### TASK DIRECTIONS
Once you reach the line containing "Task: where can the cumulus" in the data below, restate each line word for word up to and including the one containing "Target: cumulus cloud".

Collected data entries:

########

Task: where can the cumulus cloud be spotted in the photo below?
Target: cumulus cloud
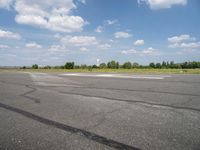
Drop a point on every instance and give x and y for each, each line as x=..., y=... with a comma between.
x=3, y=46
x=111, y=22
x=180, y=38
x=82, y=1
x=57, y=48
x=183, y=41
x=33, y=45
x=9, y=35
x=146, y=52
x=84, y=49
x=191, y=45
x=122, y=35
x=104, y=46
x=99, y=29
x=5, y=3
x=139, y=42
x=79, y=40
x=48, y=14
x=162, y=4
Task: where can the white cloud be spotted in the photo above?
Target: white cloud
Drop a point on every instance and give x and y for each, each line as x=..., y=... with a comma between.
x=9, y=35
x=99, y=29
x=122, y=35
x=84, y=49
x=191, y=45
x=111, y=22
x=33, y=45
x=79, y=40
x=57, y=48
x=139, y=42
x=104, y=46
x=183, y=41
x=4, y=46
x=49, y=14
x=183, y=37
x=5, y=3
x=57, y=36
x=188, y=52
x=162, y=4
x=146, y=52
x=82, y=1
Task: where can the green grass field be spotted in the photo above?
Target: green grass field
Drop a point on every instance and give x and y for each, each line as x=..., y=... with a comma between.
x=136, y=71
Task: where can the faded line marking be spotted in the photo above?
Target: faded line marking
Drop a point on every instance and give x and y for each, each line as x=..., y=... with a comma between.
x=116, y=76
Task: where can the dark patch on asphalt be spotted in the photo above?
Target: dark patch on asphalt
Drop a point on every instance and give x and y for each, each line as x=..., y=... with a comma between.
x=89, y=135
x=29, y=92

########

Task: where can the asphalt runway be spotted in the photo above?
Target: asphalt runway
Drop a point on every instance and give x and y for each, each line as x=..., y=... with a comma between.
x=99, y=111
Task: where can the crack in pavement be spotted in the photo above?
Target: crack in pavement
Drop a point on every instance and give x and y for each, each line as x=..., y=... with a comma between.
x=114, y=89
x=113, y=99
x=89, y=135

########

### EXERCISE RESPONSE
Task: where can the cumulus cloud be spotted in the photo below?
Target: cumulus cloud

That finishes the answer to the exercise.